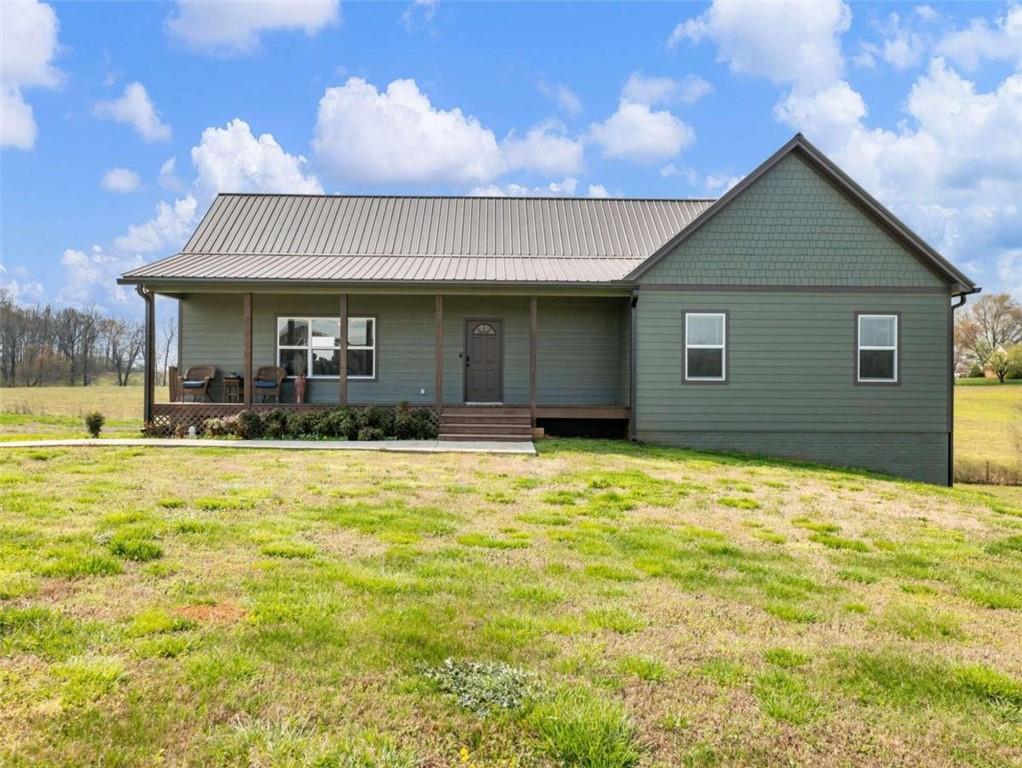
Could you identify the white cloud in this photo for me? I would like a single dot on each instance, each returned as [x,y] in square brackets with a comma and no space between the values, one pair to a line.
[950,170]
[135,108]
[663,90]
[232,160]
[980,40]
[545,148]
[168,177]
[121,180]
[21,291]
[671,170]
[235,27]
[638,132]
[419,12]
[719,183]
[564,188]
[169,228]
[567,100]
[788,42]
[92,273]
[398,135]
[29,45]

◆ ◆ ◆ ◆

Transcribe every line of the item above without changes, including its points. Leave the picture out.

■ Solved exercise:
Could you identify the white cloud in this photo for me? I would like a single dot on each instance, each returned as [x,y] in square brackets with a comma and no space between the values, one pair to a line.
[950,170]
[135,108]
[663,90]
[232,160]
[980,40]
[545,148]
[168,177]
[121,180]
[21,291]
[671,170]
[235,27]
[638,132]
[419,12]
[719,183]
[564,188]
[169,228]
[567,100]
[788,42]
[92,273]
[398,135]
[29,45]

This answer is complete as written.